Segment Open

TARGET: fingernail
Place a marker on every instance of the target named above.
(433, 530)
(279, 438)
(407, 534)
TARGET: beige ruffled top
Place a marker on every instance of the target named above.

Segment Closed

* _YOUR INSTRUCTIONS_: From the first line through the last, repeat the entries exactly.

* _SOLUTION_:
TARGET: fingernail
Place a marker on every instance of the target named above.
(433, 530)
(279, 438)
(407, 534)
TARGET: beige ruffled top
Place a marker on every instance of the target named above.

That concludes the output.